Minha ideia é que tudo isso é resultado de longa prática. Por muito tempo nossas elites viveram habituadas a negar as realidades difíceis. Assim se formam as bolhas. Não examinamos as realidades, mas as pessoas querem crer em soluções simples. Assim se habituaram a negar a realidade e a inflar uma bolha.
Tem alguma coisa a ver com os baby boomers, cuja vida foi muito mais fácil que a vida dos pais deles e que a vida dos filhos deles. Acostumaram-se a crer em bolhas, uma depois da outra, e da outra, e da outra. A bolha do comércio, diz que há um vencedor em cada um, a bolha da guerra diz que a vitória é fácil, que nos espera na próxima esquina.
Mas nenhuma dessas histórias super otimistas simplesmente nunca foram verdadeiras. E os eleitores cansaram de sempre ouvir mentiras.
Foi ao mesmo loucura, mas ao mesmo tempo, de algum modo, inevitável, que os insiders em Washington contassem com que essas eleições seriam novamente disputadas entre duas dinastias políticas que nos levaram para dentro das duas mais gigantescas bolhas financeiras de nosso tempo.

■ **Dados fornecidos**:
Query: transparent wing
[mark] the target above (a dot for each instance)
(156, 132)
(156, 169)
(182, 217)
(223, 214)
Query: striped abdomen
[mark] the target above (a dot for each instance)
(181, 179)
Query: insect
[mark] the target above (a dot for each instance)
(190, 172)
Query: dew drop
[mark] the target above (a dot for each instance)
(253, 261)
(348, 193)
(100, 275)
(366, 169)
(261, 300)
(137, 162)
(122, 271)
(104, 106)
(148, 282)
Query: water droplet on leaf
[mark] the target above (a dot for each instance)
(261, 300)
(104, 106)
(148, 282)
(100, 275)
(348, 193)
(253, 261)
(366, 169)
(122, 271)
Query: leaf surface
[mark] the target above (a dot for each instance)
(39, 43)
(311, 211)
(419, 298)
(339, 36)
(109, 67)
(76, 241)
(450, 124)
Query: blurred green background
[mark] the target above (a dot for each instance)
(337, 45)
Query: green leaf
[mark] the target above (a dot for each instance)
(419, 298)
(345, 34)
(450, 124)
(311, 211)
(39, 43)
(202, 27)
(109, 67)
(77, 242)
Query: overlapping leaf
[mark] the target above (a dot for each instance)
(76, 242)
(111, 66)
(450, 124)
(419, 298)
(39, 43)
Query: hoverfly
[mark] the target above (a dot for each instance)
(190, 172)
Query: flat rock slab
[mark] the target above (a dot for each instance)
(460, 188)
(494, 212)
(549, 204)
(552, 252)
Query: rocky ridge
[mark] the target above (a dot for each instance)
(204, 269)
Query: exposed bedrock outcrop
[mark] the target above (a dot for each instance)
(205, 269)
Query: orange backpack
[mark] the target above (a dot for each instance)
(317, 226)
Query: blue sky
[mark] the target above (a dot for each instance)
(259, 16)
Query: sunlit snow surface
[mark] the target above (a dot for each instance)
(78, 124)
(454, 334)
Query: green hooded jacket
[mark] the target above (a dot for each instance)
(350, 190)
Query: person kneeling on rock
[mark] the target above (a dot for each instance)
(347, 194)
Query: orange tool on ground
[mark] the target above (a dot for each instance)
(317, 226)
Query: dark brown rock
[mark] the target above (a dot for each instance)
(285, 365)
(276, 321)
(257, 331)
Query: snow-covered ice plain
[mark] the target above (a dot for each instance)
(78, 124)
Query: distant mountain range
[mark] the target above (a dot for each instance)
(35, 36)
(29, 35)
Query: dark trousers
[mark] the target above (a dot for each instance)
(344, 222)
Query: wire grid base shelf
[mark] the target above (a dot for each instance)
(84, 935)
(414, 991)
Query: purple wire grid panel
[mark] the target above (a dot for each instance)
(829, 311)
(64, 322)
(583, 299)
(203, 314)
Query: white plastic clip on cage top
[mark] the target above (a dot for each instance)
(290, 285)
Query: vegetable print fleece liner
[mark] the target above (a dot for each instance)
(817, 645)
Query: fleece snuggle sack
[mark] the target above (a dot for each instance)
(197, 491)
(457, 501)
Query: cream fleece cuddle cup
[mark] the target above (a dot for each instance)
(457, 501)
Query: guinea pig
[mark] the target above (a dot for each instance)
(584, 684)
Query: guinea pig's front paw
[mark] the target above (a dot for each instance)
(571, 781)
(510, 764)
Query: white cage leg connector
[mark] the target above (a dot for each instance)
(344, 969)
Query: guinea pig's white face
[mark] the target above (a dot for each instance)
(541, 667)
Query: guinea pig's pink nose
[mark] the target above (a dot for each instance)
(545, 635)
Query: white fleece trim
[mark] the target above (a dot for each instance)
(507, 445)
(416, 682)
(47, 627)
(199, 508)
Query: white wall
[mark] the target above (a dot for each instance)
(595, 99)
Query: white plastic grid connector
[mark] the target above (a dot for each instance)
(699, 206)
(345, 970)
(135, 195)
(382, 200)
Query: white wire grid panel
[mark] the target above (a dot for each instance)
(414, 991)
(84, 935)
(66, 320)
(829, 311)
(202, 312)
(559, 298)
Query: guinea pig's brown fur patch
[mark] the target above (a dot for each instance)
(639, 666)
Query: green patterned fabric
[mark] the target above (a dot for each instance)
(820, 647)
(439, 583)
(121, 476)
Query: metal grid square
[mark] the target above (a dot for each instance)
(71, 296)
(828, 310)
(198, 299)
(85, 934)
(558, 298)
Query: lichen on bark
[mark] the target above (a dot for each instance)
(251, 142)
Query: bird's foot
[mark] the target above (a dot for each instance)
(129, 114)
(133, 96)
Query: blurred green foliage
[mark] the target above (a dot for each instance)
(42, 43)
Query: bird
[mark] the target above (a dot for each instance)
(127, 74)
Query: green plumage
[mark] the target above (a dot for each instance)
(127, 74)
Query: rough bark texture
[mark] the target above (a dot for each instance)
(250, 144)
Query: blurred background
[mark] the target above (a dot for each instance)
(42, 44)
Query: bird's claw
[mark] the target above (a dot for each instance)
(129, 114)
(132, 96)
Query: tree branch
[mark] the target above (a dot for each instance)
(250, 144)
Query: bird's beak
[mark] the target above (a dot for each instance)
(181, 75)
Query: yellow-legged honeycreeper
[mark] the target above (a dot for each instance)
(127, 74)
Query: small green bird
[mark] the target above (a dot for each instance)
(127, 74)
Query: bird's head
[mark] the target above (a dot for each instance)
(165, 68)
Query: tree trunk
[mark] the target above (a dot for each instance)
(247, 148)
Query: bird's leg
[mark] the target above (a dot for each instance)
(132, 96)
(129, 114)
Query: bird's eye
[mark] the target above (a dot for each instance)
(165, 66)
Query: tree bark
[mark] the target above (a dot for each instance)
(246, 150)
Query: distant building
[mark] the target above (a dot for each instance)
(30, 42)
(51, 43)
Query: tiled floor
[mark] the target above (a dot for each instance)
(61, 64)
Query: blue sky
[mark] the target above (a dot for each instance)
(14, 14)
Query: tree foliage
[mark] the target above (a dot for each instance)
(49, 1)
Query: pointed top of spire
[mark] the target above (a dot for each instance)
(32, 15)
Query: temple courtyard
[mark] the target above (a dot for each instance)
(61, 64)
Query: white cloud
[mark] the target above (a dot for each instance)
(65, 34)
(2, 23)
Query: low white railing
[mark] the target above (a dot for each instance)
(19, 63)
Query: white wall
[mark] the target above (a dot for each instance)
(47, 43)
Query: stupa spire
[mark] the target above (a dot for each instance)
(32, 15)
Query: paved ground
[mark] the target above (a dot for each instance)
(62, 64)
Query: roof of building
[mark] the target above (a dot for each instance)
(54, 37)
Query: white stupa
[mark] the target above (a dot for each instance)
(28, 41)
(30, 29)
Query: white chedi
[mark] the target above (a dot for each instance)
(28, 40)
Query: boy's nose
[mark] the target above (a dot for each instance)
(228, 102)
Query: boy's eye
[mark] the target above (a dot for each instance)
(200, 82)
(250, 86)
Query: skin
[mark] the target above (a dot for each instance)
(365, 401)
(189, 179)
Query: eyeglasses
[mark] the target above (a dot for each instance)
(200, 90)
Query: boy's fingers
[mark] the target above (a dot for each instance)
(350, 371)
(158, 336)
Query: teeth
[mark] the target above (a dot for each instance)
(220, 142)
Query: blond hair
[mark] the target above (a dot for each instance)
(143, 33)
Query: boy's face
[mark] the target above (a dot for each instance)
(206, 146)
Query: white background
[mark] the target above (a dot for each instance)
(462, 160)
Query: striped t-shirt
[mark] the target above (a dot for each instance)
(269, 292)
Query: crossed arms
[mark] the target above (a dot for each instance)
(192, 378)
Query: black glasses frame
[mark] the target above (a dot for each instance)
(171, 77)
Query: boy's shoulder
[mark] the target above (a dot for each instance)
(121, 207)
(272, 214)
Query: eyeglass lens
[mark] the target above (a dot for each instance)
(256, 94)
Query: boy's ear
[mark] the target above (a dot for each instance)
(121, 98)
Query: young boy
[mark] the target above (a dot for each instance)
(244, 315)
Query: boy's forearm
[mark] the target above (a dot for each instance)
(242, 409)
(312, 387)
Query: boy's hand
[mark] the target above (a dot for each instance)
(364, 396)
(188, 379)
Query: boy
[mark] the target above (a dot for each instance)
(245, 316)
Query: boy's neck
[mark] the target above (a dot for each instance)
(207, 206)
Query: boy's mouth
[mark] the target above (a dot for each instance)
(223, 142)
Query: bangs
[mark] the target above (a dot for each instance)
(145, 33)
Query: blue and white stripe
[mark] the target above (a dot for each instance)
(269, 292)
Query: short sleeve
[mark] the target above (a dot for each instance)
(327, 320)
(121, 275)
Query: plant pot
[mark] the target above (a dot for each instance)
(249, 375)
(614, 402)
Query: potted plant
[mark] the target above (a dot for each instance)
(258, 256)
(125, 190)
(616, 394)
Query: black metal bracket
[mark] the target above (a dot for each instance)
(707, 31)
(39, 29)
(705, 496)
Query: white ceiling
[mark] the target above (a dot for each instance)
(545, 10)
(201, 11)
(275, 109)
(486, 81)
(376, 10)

■ **Trabalho solicitado**:
A. Atualize a passagem do texto sobre as bolhas começando em "Tem alguma coisa" e seguindo até "sempre ouvir mentiras.", trocando "eleitores" por "cidadãos".
B. Dê prosseguimento ao texto sobre as bolhas a partir do ponto em que ele se encerra.

■ **Respostas apresentadas**:
A.
Tem alguma coisa a ver com os baby boomers, cuja vida foi muito mais fácil que a vida dos pais deles e que a vida dos filhos deles. Acostumaram-se a crer em bolhas, uma depois da outra, e da outra, e da outra. A bolha do comércio, diz que há um vencedor em cada um, a bolha da guerra diz que a vitória é fácil, que nos espera na próxima esquina.
Mas nenhuma dessas histórias super otimistas simplesmente nunca foram verdadeiras. E os cidadãos cansaram de sempre ouvir mentiras.

B.
O presidente JWBush foi presidente que inflou uma bolha de tão grande, que levou à bolha das moradias, tão devastadora que até hoje se veem os efeitos dela, na estagnação em que vivemos hoje.
Mas estranhamente, muitos esqueceram que a bolha das moradias da década passada foi inflada para cobrir os ganhos que haviam sido perdidos na década anterior. Nos anos 1990, presidente Bill Clinton reinou sobre uma enorme bolha do mercado de ações e ao crash devastador de 2000, quando seu mandato afinal chegava ao fim.
Por todo esse tempo, essas mesmas pessoas praticaram as mesmíssimas políticas de desastre.
Agora afinal apareceu alguém diferente. Alguém que afinal nos diz que todas as histórias que nos contam são amontoados de mentiras. A personna desse homem, maior que a vida, atrai todas as atenções. Ninguém está sugerindo que Donald Trump seja homem humilde, despretencioso. Mas quanto às coisas que realmente interessam, ele acerta sempre. Quanto à necessidade de forte dose de humildade em nossa política.
Muito diferente de todos os candidatos à presidência conhecidos, Donald Trump questionou os conceitos centrais do “excepcionalismo” norte-americano. É homem que não acredita que a simples força do otimismo seria suficiente para mudar a realidade, sem muito trabalho duro.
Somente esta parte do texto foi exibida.